In the piece on zigzags below, condense the paragraph beginning "Changes of direction are everywhere nowadays" into a shorter version that keeps its main facts.

_DOCUMENT TEXT_.

....

Reality doesn’t always cooperate with our plans and ambitions. Life, to the inexperienced, happens in straight lines. Some of us older folk can’t even walk in straight lines any more.
A zigzag — you know this already — is a course characterised by sharp turns first to one side and then to the other, and can be described as both jagged and fairly regular. You can see why one word was needed to explain all of that. In the world of politics, it is the equivalent of what a floating voter does at election time. A mugwump uncertain which side of the fence to sit on.
Changes of direction are everywhere nowadays. Brewers rail against the evils of alcohol, pleading with you on their labels to ‘drink responsibly.’ It’s almost as if they didn’t care about profit at all, a state of affairs not reflected in their prices. Similarly, cigarette manufacturers warn us that their product can kill us. Unless, like Bill Clinton with marijuana, you never inhale. Now that people have to step outside to smoke, leaving a modern pub is like going into an old one.
How many of us started out pursuing one career path — rock star, train driver, prima ballerina (really?) or Baywatch lifeguard — only to find ourselves on another — busker, bus driver, stage-door Johnny or beach bum? Life is what happens when you fill in the wrong application form.

....

[Data excerpts]
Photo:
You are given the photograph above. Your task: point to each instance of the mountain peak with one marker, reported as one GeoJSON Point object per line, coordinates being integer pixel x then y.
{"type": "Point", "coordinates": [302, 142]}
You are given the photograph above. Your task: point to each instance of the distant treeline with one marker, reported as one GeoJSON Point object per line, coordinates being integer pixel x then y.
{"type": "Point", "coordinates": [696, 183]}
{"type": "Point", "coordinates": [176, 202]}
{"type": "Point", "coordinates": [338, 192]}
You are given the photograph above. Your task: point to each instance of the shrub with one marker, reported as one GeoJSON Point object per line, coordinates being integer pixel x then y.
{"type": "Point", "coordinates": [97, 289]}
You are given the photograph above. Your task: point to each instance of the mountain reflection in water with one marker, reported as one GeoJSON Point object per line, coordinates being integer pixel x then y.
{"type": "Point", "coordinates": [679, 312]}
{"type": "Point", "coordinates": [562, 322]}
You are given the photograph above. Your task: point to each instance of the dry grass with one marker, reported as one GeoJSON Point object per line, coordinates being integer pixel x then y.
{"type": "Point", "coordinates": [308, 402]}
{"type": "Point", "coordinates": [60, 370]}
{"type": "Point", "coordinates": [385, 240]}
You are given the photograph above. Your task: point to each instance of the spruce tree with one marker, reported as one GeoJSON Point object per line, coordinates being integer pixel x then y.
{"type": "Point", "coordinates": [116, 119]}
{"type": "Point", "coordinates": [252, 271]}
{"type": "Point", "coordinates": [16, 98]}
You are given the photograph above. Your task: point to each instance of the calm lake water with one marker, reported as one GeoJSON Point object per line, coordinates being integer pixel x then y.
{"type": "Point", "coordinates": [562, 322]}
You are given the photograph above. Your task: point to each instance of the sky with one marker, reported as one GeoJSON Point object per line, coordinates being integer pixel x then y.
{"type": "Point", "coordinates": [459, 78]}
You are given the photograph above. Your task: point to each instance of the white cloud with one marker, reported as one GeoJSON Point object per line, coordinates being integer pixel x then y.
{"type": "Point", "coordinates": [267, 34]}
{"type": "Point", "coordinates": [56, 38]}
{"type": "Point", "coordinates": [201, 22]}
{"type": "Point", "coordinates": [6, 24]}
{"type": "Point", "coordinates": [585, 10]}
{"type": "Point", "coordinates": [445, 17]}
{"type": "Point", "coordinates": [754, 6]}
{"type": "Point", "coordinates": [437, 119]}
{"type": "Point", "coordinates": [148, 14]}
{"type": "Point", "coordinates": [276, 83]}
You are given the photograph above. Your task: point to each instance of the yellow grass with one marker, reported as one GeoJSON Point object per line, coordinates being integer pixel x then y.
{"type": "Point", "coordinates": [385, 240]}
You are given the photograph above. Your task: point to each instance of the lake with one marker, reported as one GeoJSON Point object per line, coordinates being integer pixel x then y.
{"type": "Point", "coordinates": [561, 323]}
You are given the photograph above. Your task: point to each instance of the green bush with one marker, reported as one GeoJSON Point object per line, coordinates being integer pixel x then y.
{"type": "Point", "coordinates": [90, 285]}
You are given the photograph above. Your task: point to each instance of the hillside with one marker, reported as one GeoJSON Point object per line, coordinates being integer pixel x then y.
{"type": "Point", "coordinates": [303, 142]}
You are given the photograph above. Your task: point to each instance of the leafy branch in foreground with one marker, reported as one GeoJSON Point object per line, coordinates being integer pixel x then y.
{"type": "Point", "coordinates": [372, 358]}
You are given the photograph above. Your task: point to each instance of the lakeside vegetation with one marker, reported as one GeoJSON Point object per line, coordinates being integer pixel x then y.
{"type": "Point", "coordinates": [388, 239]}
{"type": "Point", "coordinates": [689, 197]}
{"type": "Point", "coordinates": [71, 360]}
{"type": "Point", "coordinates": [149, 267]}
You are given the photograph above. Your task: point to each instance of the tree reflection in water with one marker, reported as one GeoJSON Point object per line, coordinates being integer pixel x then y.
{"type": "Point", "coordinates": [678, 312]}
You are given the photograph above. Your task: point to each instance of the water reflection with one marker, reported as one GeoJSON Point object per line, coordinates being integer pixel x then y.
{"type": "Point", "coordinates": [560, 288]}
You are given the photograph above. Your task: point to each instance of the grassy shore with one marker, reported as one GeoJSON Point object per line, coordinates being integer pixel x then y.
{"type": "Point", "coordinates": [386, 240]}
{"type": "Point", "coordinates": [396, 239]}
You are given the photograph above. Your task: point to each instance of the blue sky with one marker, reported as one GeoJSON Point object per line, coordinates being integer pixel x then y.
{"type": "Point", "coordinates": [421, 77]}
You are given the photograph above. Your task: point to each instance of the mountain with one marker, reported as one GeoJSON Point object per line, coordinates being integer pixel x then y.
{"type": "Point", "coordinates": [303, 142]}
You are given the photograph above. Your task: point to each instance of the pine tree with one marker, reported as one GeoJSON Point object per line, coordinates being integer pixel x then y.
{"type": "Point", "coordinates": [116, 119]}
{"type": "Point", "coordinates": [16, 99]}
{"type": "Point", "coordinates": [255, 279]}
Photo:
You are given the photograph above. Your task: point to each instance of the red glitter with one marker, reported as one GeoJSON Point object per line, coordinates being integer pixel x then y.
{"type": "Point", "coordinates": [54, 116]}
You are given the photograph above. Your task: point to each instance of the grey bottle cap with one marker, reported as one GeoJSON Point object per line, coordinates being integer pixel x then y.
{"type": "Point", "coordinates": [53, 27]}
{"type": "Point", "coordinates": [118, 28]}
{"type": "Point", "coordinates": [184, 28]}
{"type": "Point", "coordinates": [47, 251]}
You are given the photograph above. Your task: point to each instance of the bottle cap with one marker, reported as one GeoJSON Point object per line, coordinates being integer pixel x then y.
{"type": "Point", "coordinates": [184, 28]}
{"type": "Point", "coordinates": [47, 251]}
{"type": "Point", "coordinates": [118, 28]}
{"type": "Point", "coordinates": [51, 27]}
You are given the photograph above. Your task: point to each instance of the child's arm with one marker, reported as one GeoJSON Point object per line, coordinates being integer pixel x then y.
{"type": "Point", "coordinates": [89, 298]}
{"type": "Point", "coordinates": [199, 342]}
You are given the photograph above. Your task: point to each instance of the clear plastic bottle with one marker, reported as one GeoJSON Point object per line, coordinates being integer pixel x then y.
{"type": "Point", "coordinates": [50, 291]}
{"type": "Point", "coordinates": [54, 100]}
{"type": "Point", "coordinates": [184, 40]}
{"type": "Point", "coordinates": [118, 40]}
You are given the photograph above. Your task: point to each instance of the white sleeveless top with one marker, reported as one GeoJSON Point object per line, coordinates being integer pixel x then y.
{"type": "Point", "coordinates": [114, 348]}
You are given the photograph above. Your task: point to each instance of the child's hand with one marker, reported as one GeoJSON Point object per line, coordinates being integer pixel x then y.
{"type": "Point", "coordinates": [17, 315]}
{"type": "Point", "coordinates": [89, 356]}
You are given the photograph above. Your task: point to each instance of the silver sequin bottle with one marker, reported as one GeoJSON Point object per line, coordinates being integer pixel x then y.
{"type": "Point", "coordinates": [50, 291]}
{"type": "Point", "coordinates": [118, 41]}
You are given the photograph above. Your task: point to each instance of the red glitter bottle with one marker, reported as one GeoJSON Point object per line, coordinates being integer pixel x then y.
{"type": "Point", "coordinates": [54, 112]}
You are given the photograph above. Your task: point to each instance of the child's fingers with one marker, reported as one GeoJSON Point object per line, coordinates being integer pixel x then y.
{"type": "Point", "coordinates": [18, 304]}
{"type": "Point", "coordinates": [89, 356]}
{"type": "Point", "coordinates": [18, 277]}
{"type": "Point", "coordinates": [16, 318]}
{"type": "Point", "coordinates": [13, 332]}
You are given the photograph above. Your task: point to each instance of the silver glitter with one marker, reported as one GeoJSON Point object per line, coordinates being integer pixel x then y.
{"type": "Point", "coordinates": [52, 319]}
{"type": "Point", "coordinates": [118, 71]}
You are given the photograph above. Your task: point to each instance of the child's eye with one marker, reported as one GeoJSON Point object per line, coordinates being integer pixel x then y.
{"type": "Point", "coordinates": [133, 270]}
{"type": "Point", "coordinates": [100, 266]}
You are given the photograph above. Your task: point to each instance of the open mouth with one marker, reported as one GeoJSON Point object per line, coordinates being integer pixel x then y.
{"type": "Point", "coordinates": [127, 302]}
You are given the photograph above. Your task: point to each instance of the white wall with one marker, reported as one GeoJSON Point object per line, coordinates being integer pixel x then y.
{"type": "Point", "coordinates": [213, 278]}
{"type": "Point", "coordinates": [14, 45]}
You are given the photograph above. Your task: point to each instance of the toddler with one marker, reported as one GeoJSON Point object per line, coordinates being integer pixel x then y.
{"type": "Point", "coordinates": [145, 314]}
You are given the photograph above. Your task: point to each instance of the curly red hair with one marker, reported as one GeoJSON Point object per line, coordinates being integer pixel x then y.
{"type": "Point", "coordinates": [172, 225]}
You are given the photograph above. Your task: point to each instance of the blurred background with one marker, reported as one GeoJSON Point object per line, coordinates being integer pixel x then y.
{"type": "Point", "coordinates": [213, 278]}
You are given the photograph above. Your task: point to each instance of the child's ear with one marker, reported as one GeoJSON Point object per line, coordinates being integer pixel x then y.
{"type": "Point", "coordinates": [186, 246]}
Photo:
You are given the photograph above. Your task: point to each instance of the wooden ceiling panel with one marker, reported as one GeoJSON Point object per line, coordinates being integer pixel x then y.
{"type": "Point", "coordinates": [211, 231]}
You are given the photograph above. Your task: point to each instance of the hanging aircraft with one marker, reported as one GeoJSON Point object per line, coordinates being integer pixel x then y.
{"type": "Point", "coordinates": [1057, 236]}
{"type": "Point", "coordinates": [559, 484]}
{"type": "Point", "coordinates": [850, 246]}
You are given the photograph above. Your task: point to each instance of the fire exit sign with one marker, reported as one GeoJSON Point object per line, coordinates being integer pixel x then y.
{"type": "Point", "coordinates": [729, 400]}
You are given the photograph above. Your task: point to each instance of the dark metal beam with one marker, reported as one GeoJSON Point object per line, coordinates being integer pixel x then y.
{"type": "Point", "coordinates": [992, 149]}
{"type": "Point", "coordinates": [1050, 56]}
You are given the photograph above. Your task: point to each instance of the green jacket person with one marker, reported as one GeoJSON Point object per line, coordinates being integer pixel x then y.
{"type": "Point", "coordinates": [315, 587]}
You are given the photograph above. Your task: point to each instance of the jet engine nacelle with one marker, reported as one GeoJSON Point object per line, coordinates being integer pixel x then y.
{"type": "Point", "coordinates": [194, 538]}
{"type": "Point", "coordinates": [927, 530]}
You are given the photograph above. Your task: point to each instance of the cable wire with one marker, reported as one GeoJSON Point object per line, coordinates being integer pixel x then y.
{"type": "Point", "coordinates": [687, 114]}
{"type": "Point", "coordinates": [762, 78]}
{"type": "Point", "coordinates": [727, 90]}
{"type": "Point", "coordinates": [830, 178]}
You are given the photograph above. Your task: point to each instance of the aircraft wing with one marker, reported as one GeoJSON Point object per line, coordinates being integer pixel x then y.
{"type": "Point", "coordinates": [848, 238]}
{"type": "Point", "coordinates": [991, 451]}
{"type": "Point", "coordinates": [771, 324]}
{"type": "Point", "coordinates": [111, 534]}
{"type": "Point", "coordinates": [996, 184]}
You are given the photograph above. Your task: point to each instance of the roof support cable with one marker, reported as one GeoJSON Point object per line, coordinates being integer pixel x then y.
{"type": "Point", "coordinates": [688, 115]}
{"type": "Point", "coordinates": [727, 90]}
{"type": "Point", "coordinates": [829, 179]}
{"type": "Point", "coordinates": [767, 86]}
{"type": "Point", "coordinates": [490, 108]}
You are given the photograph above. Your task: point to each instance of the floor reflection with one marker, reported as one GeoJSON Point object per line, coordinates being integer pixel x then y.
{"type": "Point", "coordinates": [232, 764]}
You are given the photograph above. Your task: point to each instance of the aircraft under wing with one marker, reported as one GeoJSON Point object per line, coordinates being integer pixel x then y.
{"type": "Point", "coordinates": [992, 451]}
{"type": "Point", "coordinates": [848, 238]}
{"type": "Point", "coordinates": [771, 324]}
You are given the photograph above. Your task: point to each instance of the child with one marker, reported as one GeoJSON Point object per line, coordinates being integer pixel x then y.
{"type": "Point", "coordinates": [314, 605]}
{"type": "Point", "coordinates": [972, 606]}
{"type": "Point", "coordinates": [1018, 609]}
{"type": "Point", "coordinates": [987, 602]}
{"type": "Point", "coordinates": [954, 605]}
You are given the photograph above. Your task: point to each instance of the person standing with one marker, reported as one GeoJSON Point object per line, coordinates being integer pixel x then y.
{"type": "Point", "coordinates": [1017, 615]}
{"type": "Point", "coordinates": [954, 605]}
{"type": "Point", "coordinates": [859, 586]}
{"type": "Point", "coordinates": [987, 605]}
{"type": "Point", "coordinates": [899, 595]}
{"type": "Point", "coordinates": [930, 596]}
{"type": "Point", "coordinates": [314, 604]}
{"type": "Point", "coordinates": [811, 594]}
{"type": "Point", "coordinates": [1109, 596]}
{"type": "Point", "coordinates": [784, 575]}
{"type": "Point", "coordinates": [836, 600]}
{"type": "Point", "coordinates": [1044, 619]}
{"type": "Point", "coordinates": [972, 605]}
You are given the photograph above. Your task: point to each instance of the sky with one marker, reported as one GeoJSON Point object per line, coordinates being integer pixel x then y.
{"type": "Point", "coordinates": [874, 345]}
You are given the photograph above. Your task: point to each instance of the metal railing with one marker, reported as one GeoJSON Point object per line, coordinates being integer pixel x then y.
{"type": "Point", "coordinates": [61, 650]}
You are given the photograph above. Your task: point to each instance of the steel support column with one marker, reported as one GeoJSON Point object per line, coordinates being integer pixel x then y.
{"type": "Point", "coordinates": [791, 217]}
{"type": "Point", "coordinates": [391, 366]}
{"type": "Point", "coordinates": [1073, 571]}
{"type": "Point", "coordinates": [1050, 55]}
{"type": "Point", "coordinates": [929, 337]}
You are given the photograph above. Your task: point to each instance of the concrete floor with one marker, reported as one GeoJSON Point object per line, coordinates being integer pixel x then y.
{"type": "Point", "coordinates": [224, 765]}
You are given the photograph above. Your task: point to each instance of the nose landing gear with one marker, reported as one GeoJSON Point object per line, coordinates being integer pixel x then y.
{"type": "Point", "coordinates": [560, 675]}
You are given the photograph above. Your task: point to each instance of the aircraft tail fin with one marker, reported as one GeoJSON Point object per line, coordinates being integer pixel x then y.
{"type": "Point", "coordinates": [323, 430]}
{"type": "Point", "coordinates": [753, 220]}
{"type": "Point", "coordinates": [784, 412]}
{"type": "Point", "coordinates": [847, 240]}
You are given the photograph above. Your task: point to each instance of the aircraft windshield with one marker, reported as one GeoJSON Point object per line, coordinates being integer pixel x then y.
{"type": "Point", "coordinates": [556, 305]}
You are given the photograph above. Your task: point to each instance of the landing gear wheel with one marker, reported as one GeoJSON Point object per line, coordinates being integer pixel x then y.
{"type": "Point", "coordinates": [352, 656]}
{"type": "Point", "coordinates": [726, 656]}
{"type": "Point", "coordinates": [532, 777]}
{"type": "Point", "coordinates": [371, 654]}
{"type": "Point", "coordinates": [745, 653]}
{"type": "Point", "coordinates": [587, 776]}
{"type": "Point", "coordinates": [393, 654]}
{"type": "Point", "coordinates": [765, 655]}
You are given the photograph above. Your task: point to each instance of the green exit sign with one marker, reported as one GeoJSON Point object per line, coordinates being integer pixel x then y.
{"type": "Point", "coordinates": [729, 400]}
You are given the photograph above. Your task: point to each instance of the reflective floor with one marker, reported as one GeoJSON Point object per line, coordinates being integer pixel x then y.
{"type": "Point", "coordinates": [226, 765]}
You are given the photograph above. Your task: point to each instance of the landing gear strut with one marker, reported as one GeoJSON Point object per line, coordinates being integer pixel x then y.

....

_REPLY_. Changes of direction are common now. Brewers' labels urge people to "drink responsibly," as if profit didn't matter, though their prices suggest otherwise. Cigarette makers warn that their product can kill, unless, like Bill Clinton with marijuana, you never inhale. Because smokers must now go outside, leaving a modern pub feels like entering an old one.